* _Exercise_:
All of the entries below, duplicated exactly, make up the answer.

-------- Material supplied

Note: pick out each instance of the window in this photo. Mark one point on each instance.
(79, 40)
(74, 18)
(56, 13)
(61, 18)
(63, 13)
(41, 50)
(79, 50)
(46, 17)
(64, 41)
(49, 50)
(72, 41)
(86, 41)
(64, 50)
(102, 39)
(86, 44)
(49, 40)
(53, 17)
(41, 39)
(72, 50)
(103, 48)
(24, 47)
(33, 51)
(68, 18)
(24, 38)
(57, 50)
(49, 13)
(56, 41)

----------------

* _Result of the exercise_:
Note: pick out each instance of the window in this photo. Mark one point on each instance.
(79, 40)
(74, 18)
(56, 13)
(61, 18)
(63, 13)
(41, 50)
(79, 50)
(46, 17)
(64, 41)
(49, 50)
(72, 41)
(86, 41)
(64, 50)
(102, 39)
(86, 44)
(49, 40)
(53, 17)
(41, 39)
(72, 50)
(103, 48)
(24, 47)
(33, 51)
(68, 18)
(24, 38)
(57, 50)
(49, 13)
(56, 41)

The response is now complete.